▶ [SHORT TASK 1]
List the four sets that make up a first-order signature in the text on first-order formulas, and state what each set contains.

▶ [TEXT]
^^^^^^^^
First-Order Formulas (FOFs)

Updated 14 January 2026

First-order formulas (FOFs) are finite syntactic constructs in first-order logic, built from relational, function, and constant symbols with quantifiers and Boolean connectives.
They utilize prenex normal form and algebraic frameworks to provide clear semantics and efficient invariant inference methods in formal verification.
Advanced techniques like orthogonal-slice enumeration and abstract interpretation reduce the search space and simplify variable dependencies for practical applications.

A first-order formula (FOF) is a finite syntactic object in first-order logic (FOL), constructed from a fixed signature of relation, function, and constant symbols, together with variables, Boolean connectives, and quantifiers. FOFs represent the core building blocks of classical model theory, logic-based program analysis, and automated invariant inference. Their algebraic, semantic, and computational properties are central to foundations of mathematics, computer science, and formal verification.

1. Syntactic and Semantic Foundations

A finite, many-sorted first-order signature is a tuple $\Sigma = (C, R, F, S)$ , where $C$ is a finite set of constant symbols, $R$ is a finite set of predicates (each with arity $k$ and sort-vector), $F$ is a finite set of function symbols, and $S$ is a finite set of sorts. Terms are built inductively: $t ::= c$ $(c \in C)$ $|$ $x$ $(x$ a variable $)$ $|$ $f(t_1, ..., t_k)$ $(f \in F)$ . Atoms are $p(t_1, ..., t_k)$ or equalities $t_1 = t_2$ . Literals are atoms or their negations, and formulas are built by closing literals under conjunction, disjunction, and quantification ( $\forall x{:}s$ , $\exists x{:}s$ ). Without loss of expressiveness for many applications, attention often restricts to prenex normal form:

$Q_1 x_1{:}s_1 \dots Q_m x_m{:}s_m .\, M(x_1, ..., x_m),$

with $M$ a Boolean combination of literals (Yang et al., 7 Jan 2026, Frenkel et al., 2024).
^^^^^^^^
▶ [DATA SUPPLIED]

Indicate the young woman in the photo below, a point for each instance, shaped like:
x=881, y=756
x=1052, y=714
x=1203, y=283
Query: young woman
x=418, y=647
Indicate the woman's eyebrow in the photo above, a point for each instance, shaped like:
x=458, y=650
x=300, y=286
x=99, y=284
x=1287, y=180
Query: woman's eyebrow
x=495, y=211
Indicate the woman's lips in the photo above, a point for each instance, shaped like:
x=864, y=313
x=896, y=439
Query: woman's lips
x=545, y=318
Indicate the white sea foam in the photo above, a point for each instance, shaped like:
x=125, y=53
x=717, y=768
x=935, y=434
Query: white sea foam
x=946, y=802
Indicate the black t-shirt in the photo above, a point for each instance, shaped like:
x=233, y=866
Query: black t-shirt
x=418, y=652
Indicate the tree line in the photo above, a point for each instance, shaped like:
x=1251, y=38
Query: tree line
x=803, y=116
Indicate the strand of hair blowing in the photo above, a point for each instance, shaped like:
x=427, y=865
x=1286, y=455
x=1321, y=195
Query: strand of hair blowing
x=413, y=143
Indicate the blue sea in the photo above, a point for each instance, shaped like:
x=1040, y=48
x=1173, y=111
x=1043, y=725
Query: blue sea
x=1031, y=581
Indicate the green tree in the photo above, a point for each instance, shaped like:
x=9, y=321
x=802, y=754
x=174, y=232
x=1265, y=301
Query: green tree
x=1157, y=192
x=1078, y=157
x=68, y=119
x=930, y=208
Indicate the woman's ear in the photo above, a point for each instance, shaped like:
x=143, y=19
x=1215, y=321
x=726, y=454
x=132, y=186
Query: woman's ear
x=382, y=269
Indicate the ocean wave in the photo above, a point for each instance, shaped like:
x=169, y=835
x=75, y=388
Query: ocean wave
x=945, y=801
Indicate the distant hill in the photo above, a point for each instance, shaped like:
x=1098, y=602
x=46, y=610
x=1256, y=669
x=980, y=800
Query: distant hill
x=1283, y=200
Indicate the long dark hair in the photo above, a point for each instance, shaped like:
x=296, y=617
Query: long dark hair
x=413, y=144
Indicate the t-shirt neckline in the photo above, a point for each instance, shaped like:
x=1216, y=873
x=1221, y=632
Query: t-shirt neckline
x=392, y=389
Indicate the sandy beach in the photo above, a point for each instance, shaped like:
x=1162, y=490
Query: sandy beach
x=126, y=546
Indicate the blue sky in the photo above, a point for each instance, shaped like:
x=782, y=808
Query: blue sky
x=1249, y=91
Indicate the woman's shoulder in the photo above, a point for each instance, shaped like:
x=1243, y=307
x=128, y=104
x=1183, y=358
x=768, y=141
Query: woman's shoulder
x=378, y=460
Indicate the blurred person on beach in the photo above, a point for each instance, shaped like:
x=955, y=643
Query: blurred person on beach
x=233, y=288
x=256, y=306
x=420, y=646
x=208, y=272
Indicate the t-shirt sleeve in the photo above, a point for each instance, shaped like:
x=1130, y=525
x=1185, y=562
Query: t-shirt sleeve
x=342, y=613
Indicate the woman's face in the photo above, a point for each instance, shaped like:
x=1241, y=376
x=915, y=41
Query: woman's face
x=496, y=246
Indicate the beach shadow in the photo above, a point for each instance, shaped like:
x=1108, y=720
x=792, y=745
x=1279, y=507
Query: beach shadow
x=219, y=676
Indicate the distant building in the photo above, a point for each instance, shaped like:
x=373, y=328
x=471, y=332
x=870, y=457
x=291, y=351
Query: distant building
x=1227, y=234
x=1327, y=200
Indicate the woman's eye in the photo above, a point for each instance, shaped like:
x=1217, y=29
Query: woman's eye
^^^^^^^^
▶ [SHORT TASK 2]
In the listing, rewrite only the lines from the line with "Indicate the woman's lips" through the line with "x=413, y=144". Replace "Indicate" with "Mark" and keep everything else the same.

▶ [TASK ANSWER 1]
- $C$: a finite set of constant symbols
- $R$: a finite set of predicates, each with an arity $k$ and a sort-vector
- $F$: a finite set of function symbols
- $S$: a finite set of sorts

▶ [TASK ANSWER 2]
Mark the woman's lips in the photo above, a point for each instance, shaped like:
x=864, y=313
x=896, y=439
Query: woman's lips
x=545, y=318
Mark the white sea foam in the photo above, a point for each instance, shaped like:
x=125, y=53
x=717, y=768
x=935, y=434
Query: white sea foam
x=946, y=802
Mark the black t-shirt in the photo above, a point for each instance, shaped like:
x=233, y=866
Query: black t-shirt
x=418, y=652
Mark the tree line in the photo above, a point for each instance, shaped like:
x=1251, y=38
Query: tree line
x=803, y=116
Mark the strand of hair blowing in the photo above, a point for each instance, shaped like:
x=427, y=865
x=1286, y=455
x=1321, y=195
Query: strand of hair blowing
x=413, y=143
Mark the blue sea in the photo above, a point for each instance, shaped like:
x=1040, y=48
x=1173, y=111
x=1043, y=725
Query: blue sea
x=1031, y=581
Mark the green tree in the photo above, a point for each instance, shaped like:
x=9, y=321
x=802, y=754
x=174, y=232
x=1265, y=301
Query: green tree
x=1157, y=192
x=1078, y=157
x=68, y=119
x=930, y=208
Mark the woman's ear in the photo above, a point for each instance, shaped like:
x=143, y=19
x=1215, y=321
x=726, y=454
x=132, y=186
Query: woman's ear
x=382, y=269
Mark the ocean wave in the photo above, a point for each instance, shaped like:
x=169, y=835
x=75, y=388
Query: ocean wave
x=945, y=801
Mark the distant hill in the photo above, a point for each instance, shaped like:
x=1098, y=602
x=46, y=610
x=1256, y=669
x=980, y=800
Query: distant hill
x=1283, y=200
Mark the long dark hair in the photo above, a point for each instance, shaped like:
x=296, y=617
Query: long dark hair
x=413, y=144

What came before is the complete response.